[Verilen Metin]:
__________________________________________________
"Arakan"

“Myanmar’da Kaybedenin Baştan Belli Olduğu Bir Güç Savaşı”

Myanmar’daki Rohingya Müslümanları zulüm ve cinayetlerle karşı karşıya. Avrupa’da, Rohingyaların maruz kaldıkları bu zulümden neredeyse hiç söz edilmiyor. Myanmar’da işlenen suça dikkat çekmek için ne yapılabileceğini Tehdit Altındaki Halklar Örgütü (GfbV) Genel Sekreteri Ulrich Delius ile görüştük.

Tehdit Altındaki Halklar Örgütü (GfbV) olarak Rohingya’daki Müslümanlarla ilgili ne gibi çalışmalar yapmaktasınız?

Rohingya’lara yönelik insan hakları ihlallerini belgelendiriyor ve basın açıklamaları ve röportajlar yoluyla bu ağır saldırılara dikkat çekiyoruz. Zira meseleler medyaya yansımadan siyasete eyleme geçmesi yönünde baskı oluşturmak da mümkün değil. Birleşmiş Milletler İnsan Hakları Konseyi’nde bu dramatik duruma dikkat çektik ve tüm dünya devletlerinden uluslararası bir inceleme komisyonu oluşturulması için destek vermelerini talep ettik. Güneydoğu Asya Uluslar Birliği’ne komşu ülkelere de bu cinayetlere kayıtsız kalmamaları ve Rohingya mültecilerine koruma sağlamaları konusunda defalarca çağrıda bulunduk. Müslüman ülkelere, Rohingya’yı unutmamaları ve onların maruz kaldığı zulmü Birleşmiş Milletler’e taşımaları konusunda davette bulunduk. Ayrıca sürgündeki Rohingya organizasyonlarını da teşvik ediyor ve onlarla birlikte Rohingya mültecileri için yardım projelerini destekliyoruz.

Myanmar’da insan haklarına ilişkin durum nasıl?

Son üç ayda en az 67.000 Rohingya Myanmar’ın kuzeyindeki Arakan eyaletinden, ordu terörü nedeniyle kaçmıştır. Rohingyalar oldukça zor bir durumun içerisindeler, çünkü Müslüman komşu ülke Bangladeş onlara maalesef sığınma hakkı tanımıyor. Aksine burada yaşamakta olan yaklaşık 300.000 Rohingya mültecisinin halktan soyutlanması için ıssız bir adaya bırakılması planlanıyor. Mülteciler burada insanlık dışı şartlar altında yaşamak zorunda kalacaklar.
__________________________________________________
[Verilen Satırlar]:

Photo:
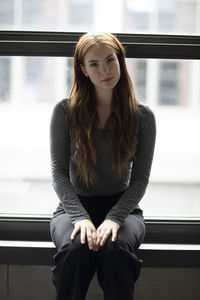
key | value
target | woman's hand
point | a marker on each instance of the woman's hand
(87, 230)
(107, 228)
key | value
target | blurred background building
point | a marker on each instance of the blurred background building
(30, 87)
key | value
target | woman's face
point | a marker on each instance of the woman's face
(101, 65)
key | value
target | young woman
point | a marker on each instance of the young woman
(102, 144)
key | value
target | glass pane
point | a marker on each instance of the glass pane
(29, 89)
(144, 16)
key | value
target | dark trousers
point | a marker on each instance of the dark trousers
(116, 263)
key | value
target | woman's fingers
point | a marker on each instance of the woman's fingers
(114, 234)
(107, 228)
(87, 232)
(74, 232)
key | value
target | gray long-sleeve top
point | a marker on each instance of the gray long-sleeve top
(66, 181)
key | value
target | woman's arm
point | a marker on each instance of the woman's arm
(60, 157)
(140, 170)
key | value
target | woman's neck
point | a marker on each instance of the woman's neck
(104, 99)
(103, 108)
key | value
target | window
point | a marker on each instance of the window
(144, 16)
(31, 85)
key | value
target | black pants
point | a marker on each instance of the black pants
(116, 263)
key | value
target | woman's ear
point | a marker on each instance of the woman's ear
(83, 69)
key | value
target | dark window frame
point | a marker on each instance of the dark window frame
(61, 44)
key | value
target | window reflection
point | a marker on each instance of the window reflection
(144, 16)
(29, 89)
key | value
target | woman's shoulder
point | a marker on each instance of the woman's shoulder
(144, 110)
(147, 117)
(62, 104)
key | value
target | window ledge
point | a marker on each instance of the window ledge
(153, 255)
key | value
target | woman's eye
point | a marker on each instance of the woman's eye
(94, 65)
(110, 59)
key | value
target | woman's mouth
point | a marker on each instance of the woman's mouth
(107, 79)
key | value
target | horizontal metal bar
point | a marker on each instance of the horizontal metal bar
(153, 256)
(25, 43)
(171, 232)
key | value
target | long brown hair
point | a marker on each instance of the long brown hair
(123, 120)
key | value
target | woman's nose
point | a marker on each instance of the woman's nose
(104, 68)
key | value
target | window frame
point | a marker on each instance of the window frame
(61, 44)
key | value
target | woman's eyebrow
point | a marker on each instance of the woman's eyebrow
(96, 60)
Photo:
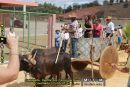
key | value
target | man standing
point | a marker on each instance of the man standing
(73, 30)
(109, 29)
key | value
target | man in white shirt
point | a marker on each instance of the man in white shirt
(73, 30)
(109, 29)
(80, 31)
(65, 37)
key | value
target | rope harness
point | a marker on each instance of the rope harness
(2, 43)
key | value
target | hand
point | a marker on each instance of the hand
(114, 66)
(12, 41)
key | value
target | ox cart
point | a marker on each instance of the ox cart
(96, 51)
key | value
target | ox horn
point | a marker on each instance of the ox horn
(32, 59)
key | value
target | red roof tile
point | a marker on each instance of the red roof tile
(16, 3)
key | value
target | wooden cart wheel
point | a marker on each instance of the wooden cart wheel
(79, 65)
(109, 56)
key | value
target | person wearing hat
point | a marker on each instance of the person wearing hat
(125, 69)
(109, 28)
(73, 30)
(57, 39)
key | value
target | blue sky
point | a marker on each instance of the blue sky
(65, 3)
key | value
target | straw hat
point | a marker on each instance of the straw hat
(108, 17)
(73, 15)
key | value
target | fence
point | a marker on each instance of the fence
(33, 29)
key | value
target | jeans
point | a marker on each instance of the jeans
(74, 42)
(57, 43)
(128, 85)
(64, 45)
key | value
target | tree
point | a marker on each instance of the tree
(111, 2)
(121, 1)
(68, 9)
(76, 6)
(105, 2)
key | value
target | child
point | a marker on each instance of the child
(119, 34)
(126, 69)
(65, 37)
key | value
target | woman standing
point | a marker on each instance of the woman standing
(97, 29)
(89, 26)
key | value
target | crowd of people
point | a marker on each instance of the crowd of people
(92, 27)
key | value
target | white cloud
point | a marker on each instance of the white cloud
(64, 2)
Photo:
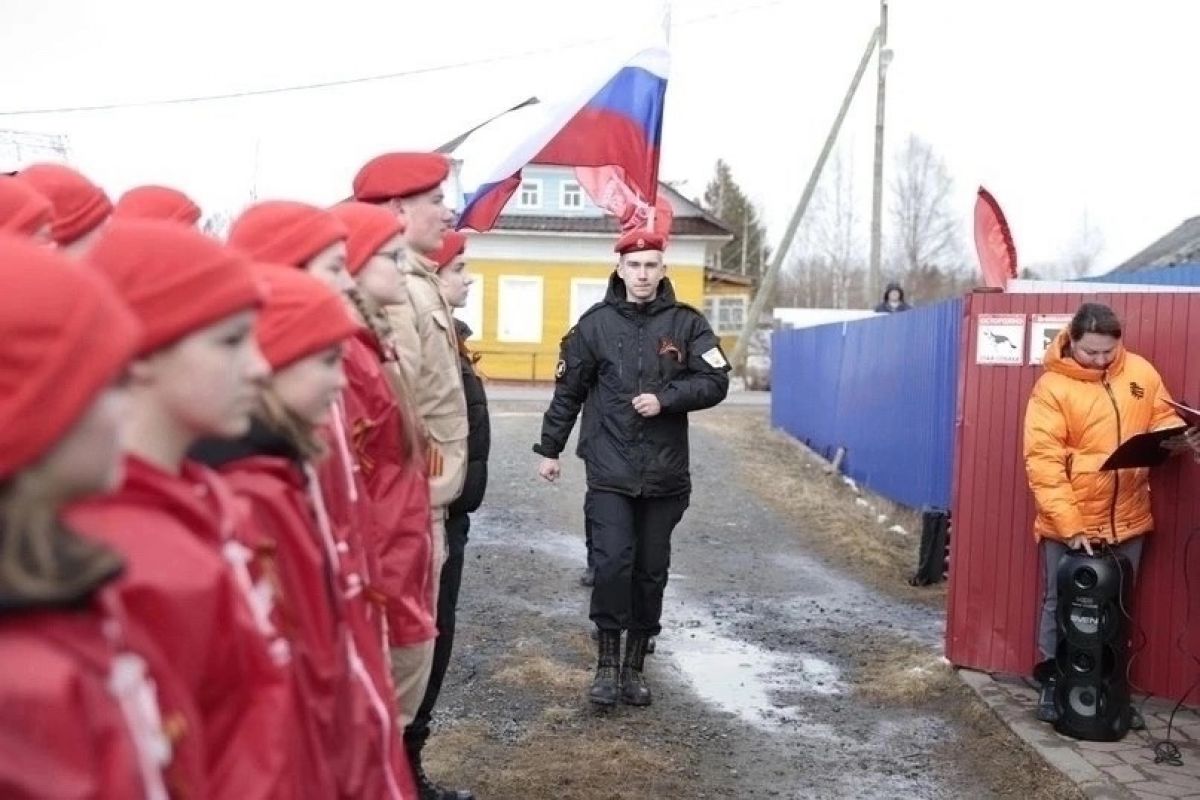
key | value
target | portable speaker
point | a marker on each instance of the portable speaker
(1093, 656)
__________________________________________________
[Yapılacaklar]:
1. Rohingya metnine göre aşağıdaki soruları yanıtlayın ve yanıtları aynı harflerle işaretleyin:
(a) Ulrich Delius, Tehdit Altındaki Halklar Örgütü'nde hangi görevi yürütüyor?
(b) Son üç ayda en az kaç Rohingya, Arakan eyaletinden kaçmıştır?
(c) Bangladeş'te yaşayan yaklaşık kaç Rohingya mültecisinin ıssız bir adaya bırakılması planlanıyor?
2. Aşağıdaki ifadelerin Rohingya metniyle uyuşup uyuşmadığını evet ya da hayır ile belirtin ve kararı belirleyen sözleri metinden aynen alıntılayın:
(a) Bangladeş, Rohingyalara sığınma hakkı tanıyor.
(b) Örgüt, Birleşmiş Milletler İnsan Hakları Konseyi'nde duruma dikkat çekmiş.
(c) Avrupa'da Rohingyaların gördüğü zulümden sıkça söz ediliyor.
3. Lütfen Rohingya metnini bittiği yerden sürdürün.

[Görev Yanıtları]:
1.
(a) Genel Sekreter.
(b) En az 67.000.
(c) Yaklaşık 300.000.

2.
(a) Hayır: "Müslüman komşu ülke Bangladeş onlara maalesef sığınma hakkı tanımıyor."
(b) Evet: "Birleşmiş Milletler İnsan Hakları Konseyi’nde bu dramatik duruma dikkat çektik"
(c) Hayır: "Avrupa’da, Rohingyaların maruz kaldıkları bu zulümden neredeyse hiç söz edilmiyor."

3.
Myanmar’da ordu ve hükûmet Rohingyaların maruz kaldığı ağır insan hakkı ihlallerini hâlâ yalanlıyor. Birleşmiş Milletler’in insan hakları uzmanları eleştirileri sebebiyle açık bir düşmanlığa maruz kalıyorlar. Bölgede şiddete maruz kalan insanlara insani yardım malzemesi ancak ciddi uluslararası baskı uygulandıktan sonra gönderilmiştir.

Myanmar hükûmeti de zor bir durumda. Saldırılar, hükûmetin orduyu kontrol altında tutamadığını ve orduyu Rohingya anlaşmazlığı konusunda kendi etkisinin bastırılmasına yönelik her türlü girişimi önlemek amacıyla kullandığını açıkça ortaya koyuyor. Burada Rohingyalar kaybedenin en baştan belli olduğu bir güç savaşında suistimal ediliyorlar. Bu savaşın kaybedeninin Rohingyalar olduğuna şüphe yok.

Bu ortam nasıl yumuşatılabilir?

Birçok devlet, eleştirileri ile Aung San Suu Kyi başkanlığındaki hükûmete zarar vermekten ve Myanmar’ın demokratikleşmesine engel olmaktan korktukları için Rohingyalara destek olma konusunda oldukça çekimser bir tavra sahip. Ancak biz Rohingyaların insan hakları korunmadığı müddetçe kalıcı bir demokratikleşmenin mümkün olmadığının altını çiziyoruz. Bu çerçevede Myanmar hükûmetine bu Müslüman azınlığa yönelik ayrımcılık ve dışlanmanın sonlandırılması ve Rohingya anlaşmazlığına siyasi bir çözüm aranması konusunda tekrar tekrar çağrıda bulunuyoruz.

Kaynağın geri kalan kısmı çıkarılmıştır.